BRONTEKST:
+--
Op 7 januari 1927 werd de Stichting Nederlandsch Spoorwegmuseum opgericht. De collectie werd ondergebracht in een nu verdwenen gebouw van de Nederlandse Spoorwegen in Utrecht, waar op 1 december 1928 het Nederlandsch Spoorwegmuseum officieel werd geopend. De collectie bevatte voornamelijk afbeeldingen, documentatie en spoorattributen. In 1935 verhuisde het museum naar NS-Hoofdgebouw I aan het Moreelsepark. In de jaren dertig werden de eerste initiatieven genomen tot behoud van oud spoorwegmaterieel van historisch belang. Als gevolg van de oorlogsomstandigheden ging een deel hiervan alsnog verloren.
Na het uitbreken van de Tweede Wereldoorlog was er in oktober 1941 geen ruimte meer voor een museum in Hoofdgebouw I. Een andere locatie werd gevonden in de oostvleugel van het Rijksmuseum te Amsterdam, waar de collectie vanaf 30 mei 1942 te bezichtigen was.[2] In september 1944 moest het Rijksmuseum sluiten. Na de oorlog werd de collectie van het Spoorwegmuseum in afwachting van het vinden van een nieuwe locatie opgeborgen op een bovenverdieping van het Amsterdamse Centraal Station.
In 1951 wees F.Q. den Hollander, toenmalig president-directeur van de NS, het in 1939 gesloten Maliebaanstation in Utrecht aan als nieuwe locatie voor het museum. Na verbouwing werd het museum op 5 november 1954 officieel geopend. Er was hier veel meer ruimte om de collectie aan het publiek te tonen, en historisch materieel kon op de sporen van het voormalige station opgesteld worden. Tot 2003 was de lange rij historische stoomlocomotieven langs het eerste perron het meest in het oog springende deel van deze collectie.
+--
OPDRACHT: Schrijf het stuk uit de brontekst over het Spoorwegmuseum letterlijk over: begin bij de woorden met "In 1951 wees" en stop na "van deze collectie.". Baseer je uitsluitend op de brontekst.

Records uit de dataset
+--
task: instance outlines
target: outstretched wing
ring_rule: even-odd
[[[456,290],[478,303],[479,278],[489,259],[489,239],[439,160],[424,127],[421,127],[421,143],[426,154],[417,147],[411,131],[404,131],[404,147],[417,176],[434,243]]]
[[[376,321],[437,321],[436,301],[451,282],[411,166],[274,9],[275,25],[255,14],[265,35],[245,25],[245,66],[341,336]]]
+--
UITWERKING:
In 1951 wees F.Q. den Hollander, toenmalig president-directeur van de NS, het in 1939 gesloten Maliebaanstation in Utrecht aan als nieuwe locatie voor het museum. Na verbouwing werd het museum op 5 november 1954 officieel geopend. Er was hier veel meer ruimte om de collectie aan het publiek te tonen, en historisch materieel kon op de sporen van het voormalige station opgesteld worden. Tot 2003 was de lange rij historische stoomlocomotieven langs het eerste perron het meest in het oog springende deel van deze collectie.